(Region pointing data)
- Opening Delimiter -
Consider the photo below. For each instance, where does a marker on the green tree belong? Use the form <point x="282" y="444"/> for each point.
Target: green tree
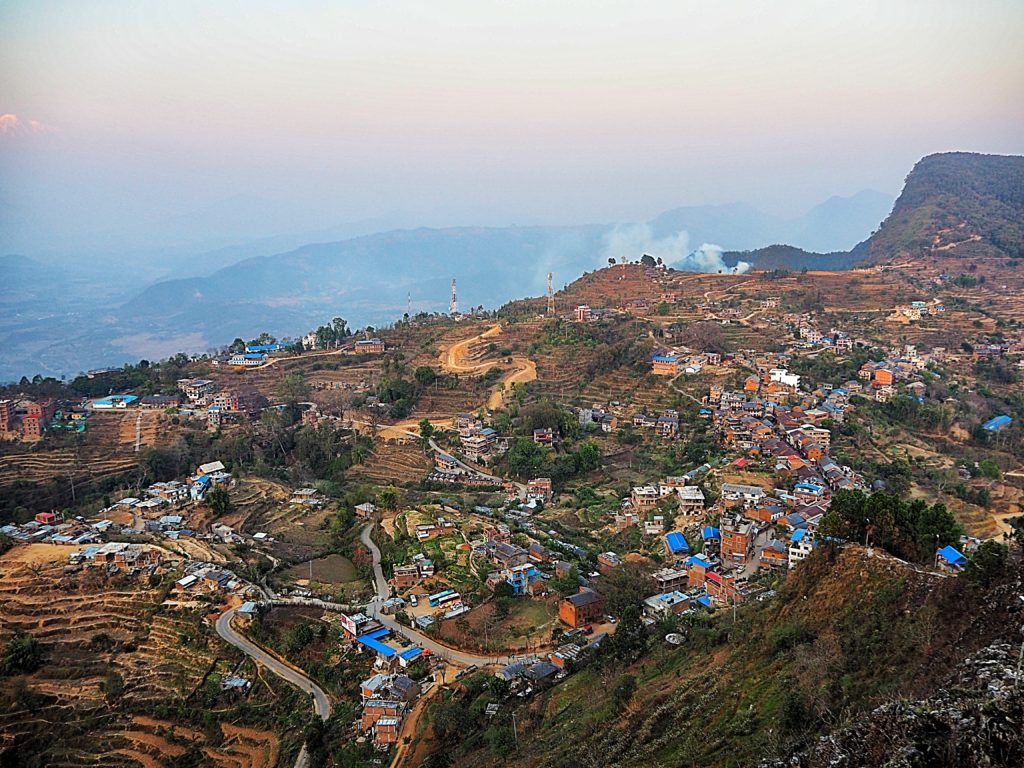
<point x="219" y="501"/>
<point x="425" y="376"/>
<point x="389" y="499"/>
<point x="630" y="639"/>
<point x="113" y="686"/>
<point x="987" y="563"/>
<point x="22" y="654"/>
<point x="624" y="690"/>
<point x="294" y="388"/>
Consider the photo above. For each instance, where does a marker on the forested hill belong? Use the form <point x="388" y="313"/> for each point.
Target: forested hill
<point x="952" y="205"/>
<point x="958" y="204"/>
<point x="791" y="257"/>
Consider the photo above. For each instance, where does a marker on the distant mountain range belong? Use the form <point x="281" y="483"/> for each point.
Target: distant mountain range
<point x="55" y="321"/>
<point x="952" y="204"/>
<point x="285" y="285"/>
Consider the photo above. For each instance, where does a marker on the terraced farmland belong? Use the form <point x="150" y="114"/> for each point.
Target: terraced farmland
<point x="93" y="629"/>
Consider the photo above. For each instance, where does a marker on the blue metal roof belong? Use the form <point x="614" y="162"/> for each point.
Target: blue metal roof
<point x="371" y="641"/>
<point x="997" y="423"/>
<point x="677" y="543"/>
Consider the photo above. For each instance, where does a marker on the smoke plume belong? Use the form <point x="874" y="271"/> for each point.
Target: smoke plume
<point x="632" y="241"/>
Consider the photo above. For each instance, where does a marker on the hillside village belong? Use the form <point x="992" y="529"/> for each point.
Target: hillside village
<point x="496" y="504"/>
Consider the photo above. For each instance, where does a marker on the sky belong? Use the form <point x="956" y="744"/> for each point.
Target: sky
<point x="119" y="115"/>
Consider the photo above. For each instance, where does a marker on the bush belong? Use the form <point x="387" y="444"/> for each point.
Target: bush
<point x="786" y="636"/>
<point x="23" y="654"/>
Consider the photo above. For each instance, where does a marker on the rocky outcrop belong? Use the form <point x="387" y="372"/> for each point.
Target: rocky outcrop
<point x="976" y="719"/>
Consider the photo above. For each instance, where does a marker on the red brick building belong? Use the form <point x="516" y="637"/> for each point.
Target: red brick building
<point x="583" y="607"/>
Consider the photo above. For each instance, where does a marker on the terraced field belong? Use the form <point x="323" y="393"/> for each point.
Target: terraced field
<point x="394" y="463"/>
<point x="93" y="629"/>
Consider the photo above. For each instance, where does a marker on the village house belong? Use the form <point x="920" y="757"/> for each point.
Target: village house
<point x="665" y="365"/>
<point x="584" y="607"/>
<point x="159" y="401"/>
<point x="540" y="488"/>
<point x="382" y="719"/>
<point x="369" y="346"/>
<point x="608" y="561"/>
<point x="669" y="580"/>
<point x="666" y="604"/>
<point x="748" y="495"/>
<point x="654" y="526"/>
<point x="440" y="526"/>
<point x="478" y="442"/>
<point x="506" y="555"/>
<point x="446" y="463"/>
<point x="544" y="436"/>
<point x="801" y="545"/>
<point x="644" y="497"/>
<point x="737" y="539"/>
<point x="197" y="390"/>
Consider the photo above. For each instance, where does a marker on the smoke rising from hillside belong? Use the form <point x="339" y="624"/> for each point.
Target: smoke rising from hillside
<point x="632" y="241"/>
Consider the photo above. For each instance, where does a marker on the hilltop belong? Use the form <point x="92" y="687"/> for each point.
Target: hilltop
<point x="816" y="660"/>
<point x="963" y="203"/>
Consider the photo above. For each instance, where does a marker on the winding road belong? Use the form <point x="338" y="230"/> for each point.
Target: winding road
<point x="384" y="591"/>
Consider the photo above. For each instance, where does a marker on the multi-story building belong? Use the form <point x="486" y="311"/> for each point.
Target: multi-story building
<point x="737" y="539"/>
<point x="370" y="346"/>
<point x="583" y="607"/>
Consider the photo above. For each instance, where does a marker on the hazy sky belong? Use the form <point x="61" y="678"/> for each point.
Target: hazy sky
<point x="486" y="112"/>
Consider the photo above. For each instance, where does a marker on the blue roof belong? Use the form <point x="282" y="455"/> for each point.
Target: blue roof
<point x="677" y="542"/>
<point x="997" y="423"/>
<point x="808" y="486"/>
<point x="264" y="347"/>
<point x="952" y="556"/>
<point x="371" y="641"/>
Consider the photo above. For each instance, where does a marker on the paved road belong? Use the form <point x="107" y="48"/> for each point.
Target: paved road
<point x="381" y="586"/>
<point x="322" y="705"/>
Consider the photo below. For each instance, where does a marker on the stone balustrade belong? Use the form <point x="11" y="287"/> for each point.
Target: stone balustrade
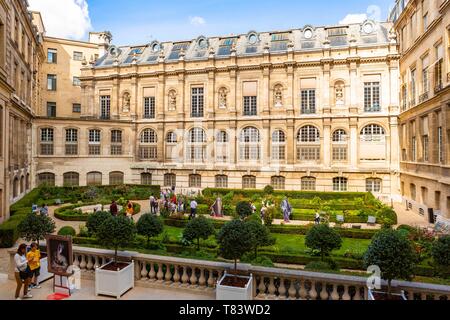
<point x="269" y="283"/>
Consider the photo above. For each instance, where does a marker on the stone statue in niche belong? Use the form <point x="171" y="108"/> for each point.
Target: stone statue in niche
<point x="278" y="96"/>
<point x="339" y="93"/>
<point x="172" y="100"/>
<point x="126" y="102"/>
<point x="223" y="95"/>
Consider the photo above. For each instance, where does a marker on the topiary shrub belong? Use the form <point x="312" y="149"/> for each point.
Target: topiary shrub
<point x="67" y="231"/>
<point x="323" y="239"/>
<point x="244" y="209"/>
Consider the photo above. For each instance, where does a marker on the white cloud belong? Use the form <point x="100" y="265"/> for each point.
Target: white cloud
<point x="64" y="18"/>
<point x="197" y="21"/>
<point x="354" y="18"/>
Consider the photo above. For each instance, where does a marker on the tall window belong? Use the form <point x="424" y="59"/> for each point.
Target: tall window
<point x="340" y="184"/>
<point x="170" y="180"/>
<point x="372" y="97"/>
<point x="149" y="108"/>
<point x="373" y="185"/>
<point x="71" y="179"/>
<point x="250" y="148"/>
<point x="373" y="133"/>
<point x="278" y="183"/>
<point x="52" y="55"/>
<point x="94" y="142"/>
<point x="71" y="142"/>
<point x="308" y="101"/>
<point x="197" y="103"/>
<point x="249" y="182"/>
<point x="149" y="148"/>
<point x="308" y="184"/>
<point x="105" y="107"/>
<point x="278" y="145"/>
<point x="196" y="148"/>
<point x="221" y="181"/>
<point x="51" y="109"/>
<point x="116" y="178"/>
<point x="47" y="137"/>
<point x="308" y="144"/>
<point x="116" y="142"/>
<point x="94" y="179"/>
<point x="51" y="82"/>
<point x="195" y="181"/>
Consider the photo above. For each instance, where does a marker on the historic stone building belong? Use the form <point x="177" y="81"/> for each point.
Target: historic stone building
<point x="423" y="29"/>
<point x="314" y="108"/>
<point x="21" y="55"/>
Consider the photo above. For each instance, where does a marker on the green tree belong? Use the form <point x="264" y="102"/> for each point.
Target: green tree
<point x="116" y="232"/>
<point x="197" y="229"/>
<point x="36" y="227"/>
<point x="324" y="239"/>
<point x="261" y="236"/>
<point x="394" y="254"/>
<point x="95" y="220"/>
<point x="149" y="226"/>
<point x="234" y="241"/>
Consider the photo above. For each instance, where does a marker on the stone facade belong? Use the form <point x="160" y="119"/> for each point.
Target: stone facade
<point x="423" y="33"/>
<point x="21" y="55"/>
<point x="305" y="109"/>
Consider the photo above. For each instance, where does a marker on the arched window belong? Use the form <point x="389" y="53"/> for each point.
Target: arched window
<point x="221" y="181"/>
<point x="71" y="142"/>
<point x="196" y="148"/>
<point x="308" y="144"/>
<point x="373" y="185"/>
<point x="278" y="183"/>
<point x="47" y="179"/>
<point x="373" y="133"/>
<point x="94" y="179"/>
<point x="195" y="181"/>
<point x="249" y="182"/>
<point x="148" y="149"/>
<point x="47" y="137"/>
<point x="116" y="178"/>
<point x="250" y="147"/>
<point x="340" y="184"/>
<point x="146" y="179"/>
<point x="71" y="179"/>
<point x="170" y="180"/>
<point x="278" y="145"/>
<point x="308" y="184"/>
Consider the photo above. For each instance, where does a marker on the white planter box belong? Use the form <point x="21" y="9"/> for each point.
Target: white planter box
<point x="114" y="283"/>
<point x="225" y="293"/>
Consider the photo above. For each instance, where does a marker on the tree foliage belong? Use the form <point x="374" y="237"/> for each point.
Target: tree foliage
<point x="197" y="229"/>
<point x="36" y="227"/>
<point x="324" y="239"/>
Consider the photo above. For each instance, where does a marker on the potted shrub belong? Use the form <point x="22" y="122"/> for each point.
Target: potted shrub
<point x="115" y="278"/>
<point x="234" y="241"/>
<point x="394" y="254"/>
<point x="36" y="228"/>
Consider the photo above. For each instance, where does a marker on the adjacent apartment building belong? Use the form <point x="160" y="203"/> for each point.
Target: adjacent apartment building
<point x="423" y="28"/>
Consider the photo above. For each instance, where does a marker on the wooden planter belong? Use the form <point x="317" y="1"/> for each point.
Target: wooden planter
<point x="114" y="283"/>
<point x="228" y="293"/>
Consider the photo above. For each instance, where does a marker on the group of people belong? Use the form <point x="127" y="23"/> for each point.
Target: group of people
<point x="27" y="270"/>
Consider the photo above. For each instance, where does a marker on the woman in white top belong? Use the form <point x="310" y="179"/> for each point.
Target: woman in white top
<point x="22" y="272"/>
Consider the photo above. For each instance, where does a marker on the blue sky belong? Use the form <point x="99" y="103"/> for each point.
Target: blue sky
<point x="140" y="21"/>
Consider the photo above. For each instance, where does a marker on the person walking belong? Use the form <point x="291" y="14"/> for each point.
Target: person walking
<point x="194" y="206"/>
<point x="22" y="272"/>
<point x="34" y="263"/>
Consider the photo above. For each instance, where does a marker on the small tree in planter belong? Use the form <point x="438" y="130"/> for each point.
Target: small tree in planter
<point x="149" y="226"/>
<point x="324" y="239"/>
<point x="36" y="227"/>
<point x="198" y="228"/>
<point x="394" y="254"/>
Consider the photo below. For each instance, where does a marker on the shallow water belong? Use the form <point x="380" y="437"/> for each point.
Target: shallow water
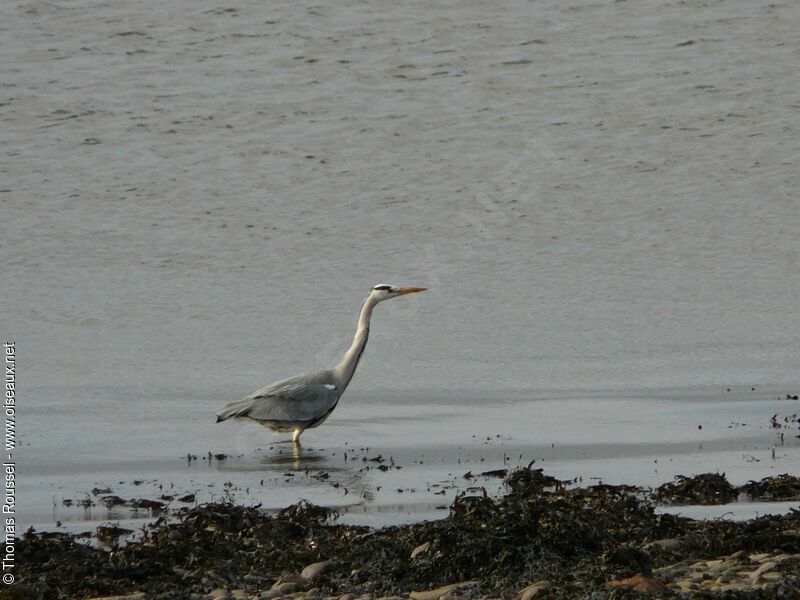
<point x="196" y="197"/>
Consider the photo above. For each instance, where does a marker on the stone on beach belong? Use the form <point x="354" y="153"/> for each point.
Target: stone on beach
<point x="314" y="570"/>
<point x="533" y="590"/>
<point x="437" y="593"/>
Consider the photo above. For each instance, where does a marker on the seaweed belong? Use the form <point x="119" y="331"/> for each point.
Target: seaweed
<point x="602" y="541"/>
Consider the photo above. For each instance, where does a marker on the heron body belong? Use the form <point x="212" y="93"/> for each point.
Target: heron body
<point x="306" y="401"/>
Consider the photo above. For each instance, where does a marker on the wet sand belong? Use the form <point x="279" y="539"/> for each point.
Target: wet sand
<point x="543" y="538"/>
<point x="399" y="459"/>
<point x="601" y="199"/>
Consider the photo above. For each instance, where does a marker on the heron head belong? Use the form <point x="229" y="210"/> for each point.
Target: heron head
<point x="385" y="291"/>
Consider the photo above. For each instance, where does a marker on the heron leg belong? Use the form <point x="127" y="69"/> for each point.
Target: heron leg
<point x="296" y="436"/>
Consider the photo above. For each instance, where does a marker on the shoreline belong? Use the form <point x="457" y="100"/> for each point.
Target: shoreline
<point x="542" y="538"/>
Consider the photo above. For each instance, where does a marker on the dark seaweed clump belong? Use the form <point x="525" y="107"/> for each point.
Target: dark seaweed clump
<point x="708" y="488"/>
<point x="780" y="487"/>
<point x="578" y="539"/>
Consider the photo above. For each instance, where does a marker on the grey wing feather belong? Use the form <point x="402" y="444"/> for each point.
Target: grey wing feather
<point x="295" y="399"/>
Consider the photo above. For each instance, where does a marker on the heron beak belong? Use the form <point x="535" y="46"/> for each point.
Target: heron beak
<point x="404" y="291"/>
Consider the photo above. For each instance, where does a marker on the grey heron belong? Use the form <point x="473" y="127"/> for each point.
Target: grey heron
<point x="305" y="401"/>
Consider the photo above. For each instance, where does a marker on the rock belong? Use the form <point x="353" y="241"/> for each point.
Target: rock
<point x="533" y="590"/>
<point x="421" y="549"/>
<point x="440" y="591"/>
<point x="665" y="544"/>
<point x="767" y="566"/>
<point x="286" y="587"/>
<point x="314" y="570"/>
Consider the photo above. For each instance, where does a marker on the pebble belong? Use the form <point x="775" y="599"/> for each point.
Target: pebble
<point x="440" y="591"/>
<point x="421" y="549"/>
<point x="314" y="570"/>
<point x="665" y="544"/>
<point x="533" y="590"/>
<point x="286" y="587"/>
<point x="767" y="566"/>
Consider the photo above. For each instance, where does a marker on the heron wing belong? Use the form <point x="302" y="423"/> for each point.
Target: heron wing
<point x="297" y="399"/>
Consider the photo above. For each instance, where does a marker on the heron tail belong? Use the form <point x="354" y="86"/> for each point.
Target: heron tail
<point x="239" y="408"/>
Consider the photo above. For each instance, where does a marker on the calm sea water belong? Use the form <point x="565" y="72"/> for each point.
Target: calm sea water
<point x="602" y="199"/>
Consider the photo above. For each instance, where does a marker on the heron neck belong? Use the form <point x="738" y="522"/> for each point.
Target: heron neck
<point x="344" y="370"/>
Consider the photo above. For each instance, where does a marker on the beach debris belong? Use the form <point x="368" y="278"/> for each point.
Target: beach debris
<point x="444" y="590"/>
<point x="530" y="481"/>
<point x="110" y="534"/>
<point x="314" y="570"/>
<point x="534" y="590"/>
<point x="145" y="504"/>
<point x="639" y="583"/>
<point x="421" y="549"/>
<point x="111" y="501"/>
<point x="779" y="487"/>
<point x="306" y="513"/>
<point x="707" y="488"/>
<point x="602" y="541"/>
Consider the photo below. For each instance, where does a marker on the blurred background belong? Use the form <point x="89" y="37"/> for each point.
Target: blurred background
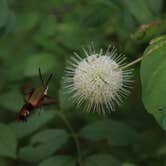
<point x="45" y="34"/>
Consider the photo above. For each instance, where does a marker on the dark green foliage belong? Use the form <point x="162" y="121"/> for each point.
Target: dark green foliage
<point x="35" y="33"/>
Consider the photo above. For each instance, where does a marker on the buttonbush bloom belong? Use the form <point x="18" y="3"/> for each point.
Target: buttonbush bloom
<point x="97" y="81"/>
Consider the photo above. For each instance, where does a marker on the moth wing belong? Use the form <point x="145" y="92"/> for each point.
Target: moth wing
<point x="47" y="100"/>
<point x="27" y="91"/>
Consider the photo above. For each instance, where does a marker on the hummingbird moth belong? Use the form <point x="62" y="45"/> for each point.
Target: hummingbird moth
<point x="35" y="99"/>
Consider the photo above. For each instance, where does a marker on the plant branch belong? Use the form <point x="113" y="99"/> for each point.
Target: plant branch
<point x="73" y="134"/>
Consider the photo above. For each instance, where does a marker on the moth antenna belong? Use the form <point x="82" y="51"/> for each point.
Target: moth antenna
<point x="41" y="78"/>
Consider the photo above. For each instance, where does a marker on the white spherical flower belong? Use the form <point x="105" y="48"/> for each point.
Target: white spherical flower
<point x="98" y="80"/>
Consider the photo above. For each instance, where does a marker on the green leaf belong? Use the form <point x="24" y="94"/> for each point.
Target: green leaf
<point x="3" y="12"/>
<point x="101" y="160"/>
<point x="26" y="22"/>
<point x="153" y="78"/>
<point x="136" y="6"/>
<point x="58" y="161"/>
<point x="43" y="144"/>
<point x="8" y="142"/>
<point x="11" y="100"/>
<point x="115" y="132"/>
<point x="6" y="161"/>
<point x="33" y="124"/>
<point x="43" y="60"/>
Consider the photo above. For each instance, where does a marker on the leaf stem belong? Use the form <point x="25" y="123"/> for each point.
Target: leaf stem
<point x="73" y="134"/>
<point x="132" y="63"/>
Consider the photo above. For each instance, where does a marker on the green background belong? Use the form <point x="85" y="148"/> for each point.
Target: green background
<point x="38" y="33"/>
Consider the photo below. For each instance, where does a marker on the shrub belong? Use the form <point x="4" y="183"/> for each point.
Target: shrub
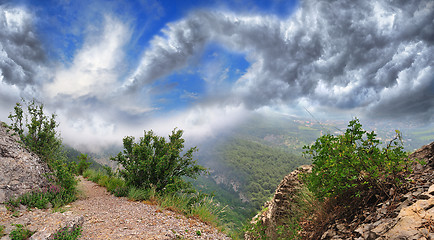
<point x="38" y="132"/>
<point x="2" y="228"/>
<point x="155" y="162"/>
<point x="355" y="162"/>
<point x="20" y="233"/>
<point x="83" y="163"/>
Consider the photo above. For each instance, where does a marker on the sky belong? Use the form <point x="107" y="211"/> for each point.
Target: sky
<point x="109" y="69"/>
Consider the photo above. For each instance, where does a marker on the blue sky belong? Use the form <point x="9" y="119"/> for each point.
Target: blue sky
<point x="115" y="68"/>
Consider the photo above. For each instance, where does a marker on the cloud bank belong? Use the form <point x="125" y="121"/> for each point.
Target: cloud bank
<point x="373" y="57"/>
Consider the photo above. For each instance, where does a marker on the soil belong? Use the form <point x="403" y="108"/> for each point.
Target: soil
<point x="108" y="217"/>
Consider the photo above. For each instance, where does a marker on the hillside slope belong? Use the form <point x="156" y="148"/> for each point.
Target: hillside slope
<point x="408" y="216"/>
<point x="104" y="216"/>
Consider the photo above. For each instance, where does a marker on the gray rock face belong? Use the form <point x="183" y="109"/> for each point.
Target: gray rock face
<point x="20" y="170"/>
<point x="278" y="208"/>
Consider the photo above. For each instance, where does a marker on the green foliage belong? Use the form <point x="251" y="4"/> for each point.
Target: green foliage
<point x="2" y="228"/>
<point x="196" y="204"/>
<point x="83" y="163"/>
<point x="55" y="195"/>
<point x="36" y="130"/>
<point x="354" y="162"/>
<point x="68" y="233"/>
<point x="20" y="233"/>
<point x="155" y="162"/>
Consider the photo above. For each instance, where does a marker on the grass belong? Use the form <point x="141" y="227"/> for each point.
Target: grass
<point x="2" y="229"/>
<point x="20" y="233"/>
<point x="54" y="195"/>
<point x="190" y="205"/>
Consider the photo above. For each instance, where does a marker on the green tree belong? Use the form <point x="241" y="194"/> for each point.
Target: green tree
<point x="355" y="163"/>
<point x="38" y="132"/>
<point x="154" y="162"/>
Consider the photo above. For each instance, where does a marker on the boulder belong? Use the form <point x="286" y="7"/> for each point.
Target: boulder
- Closing Delimiter -
Exactly reproduce the lines above, starting at the one that contains "on the shallow" and ending at the one that contains "the stone on", both inclusive; leave the pictures out and add no other lines.

> _THE ANSWER_:
Consider the photo below. For each instance, where does a marker on the shallow water belong? Use the form <point x="380" y="437"/> for each point.
Target: shallow water
<point x="196" y="197"/>
Consider the photo above. For each instance, where does a marker on the stone on beach belong? Use the form <point x="354" y="153"/> for each point.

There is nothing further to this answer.